-- START Given data --

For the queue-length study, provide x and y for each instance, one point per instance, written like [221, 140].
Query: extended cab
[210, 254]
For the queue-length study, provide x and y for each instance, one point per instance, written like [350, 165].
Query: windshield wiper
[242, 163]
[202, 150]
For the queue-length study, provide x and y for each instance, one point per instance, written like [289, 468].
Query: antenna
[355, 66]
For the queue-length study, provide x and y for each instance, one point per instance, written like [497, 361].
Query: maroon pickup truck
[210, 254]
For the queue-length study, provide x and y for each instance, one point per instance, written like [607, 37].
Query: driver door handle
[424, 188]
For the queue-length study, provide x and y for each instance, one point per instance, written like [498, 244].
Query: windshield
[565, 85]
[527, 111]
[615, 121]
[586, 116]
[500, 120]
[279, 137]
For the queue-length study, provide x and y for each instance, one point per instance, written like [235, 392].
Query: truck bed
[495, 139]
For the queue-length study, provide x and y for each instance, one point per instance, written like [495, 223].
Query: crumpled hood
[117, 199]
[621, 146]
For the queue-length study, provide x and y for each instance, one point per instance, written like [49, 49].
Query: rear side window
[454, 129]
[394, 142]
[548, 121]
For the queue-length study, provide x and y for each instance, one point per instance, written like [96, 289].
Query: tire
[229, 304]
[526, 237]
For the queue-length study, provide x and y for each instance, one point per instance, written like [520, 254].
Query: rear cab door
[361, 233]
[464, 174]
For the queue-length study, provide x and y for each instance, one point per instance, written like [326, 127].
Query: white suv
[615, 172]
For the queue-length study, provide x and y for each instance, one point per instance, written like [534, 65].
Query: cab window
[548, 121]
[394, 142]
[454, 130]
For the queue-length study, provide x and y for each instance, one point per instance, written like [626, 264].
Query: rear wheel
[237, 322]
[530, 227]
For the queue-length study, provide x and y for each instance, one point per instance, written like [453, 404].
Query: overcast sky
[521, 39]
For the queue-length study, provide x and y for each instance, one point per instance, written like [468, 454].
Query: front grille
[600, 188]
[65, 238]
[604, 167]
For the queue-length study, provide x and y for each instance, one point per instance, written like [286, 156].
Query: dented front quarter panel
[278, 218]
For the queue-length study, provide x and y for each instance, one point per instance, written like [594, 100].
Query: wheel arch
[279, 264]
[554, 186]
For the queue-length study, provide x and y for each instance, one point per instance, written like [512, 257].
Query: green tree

-- END Given data --

- _Objective_
Give all of the entries again, word for word.

- _Completed exercise_
For the queue-length study, provide x and y for each instance, one point per instance, written like [221, 140].
Query: extended cab
[210, 254]
For the queue-length study, provide x and y for each instance, one point per instance, written like [350, 165].
Query: windshield wiper
[242, 163]
[202, 150]
For the queue-length study, provide x and y for each instance, one point per instance, written like [289, 468].
Query: antenna
[355, 66]
For the queue-length study, provide x and y for each instance, one point per instance, written like [497, 361].
Query: maroon pickup truck
[210, 254]
For the queue-length study, provide x and y for each instance, one point per instance, written like [607, 37].
Query: driver door handle
[424, 188]
For the queue-length study, provide x and y for each instance, one point per instance, written like [498, 244].
Query: windshield
[565, 85]
[527, 111]
[615, 121]
[586, 116]
[500, 120]
[279, 137]
For the queue-length study, provide x and y for each instance, one point per instance, written like [235, 392].
Query: truck bed
[495, 139]
For the queue-length study, provide x and y for each instance, one point per instance, written like [495, 223].
Query: crumpled hood
[117, 199]
[621, 146]
For the queue-length study, provide x and y for each instance, one point per instance, written like [49, 49].
Query: rear side window
[454, 129]
[394, 142]
[548, 121]
For the queue-length study, provide x and y for each instance, one point per instance, written like [96, 289].
Query: tire
[229, 304]
[526, 237]
For the queue-length study, provide x and y for each instance, one point per instance, written like [520, 254].
Query: rear cab door
[361, 233]
[464, 174]
For the queue-length study, provide x and y for each instance, one point per instance, written like [326, 127].
Query: white suv
[615, 172]
For the queue-length study, provide x and y for each instance, one point per instance, written like [534, 65].
Query: cab window
[548, 121]
[394, 142]
[454, 130]
For the queue-length study, provide x and y for each instance, one point per instance, written like [626, 264].
Query: rear wheel
[237, 322]
[530, 227]
For the queue-length study, provide x and y for each instance, one point per instance, written like [453, 404].
Query: overcast sky
[521, 39]
For the queue-length study, provide x and y for each instance, one point per instance, written like [468, 454].
Query: front grille
[600, 188]
[65, 238]
[604, 167]
For the queue-length study, provide x and y for each instance, one point per instance, written like [286, 156].
Query: dented front quarter panel
[278, 218]
For the queue-length study, provide x and y for each instance, one point per instance, written like [594, 100].
Query: wheel arch
[279, 264]
[554, 186]
For the queue-length study, provide x and y for each instance, one point per instance, written like [512, 257].
Query: green tree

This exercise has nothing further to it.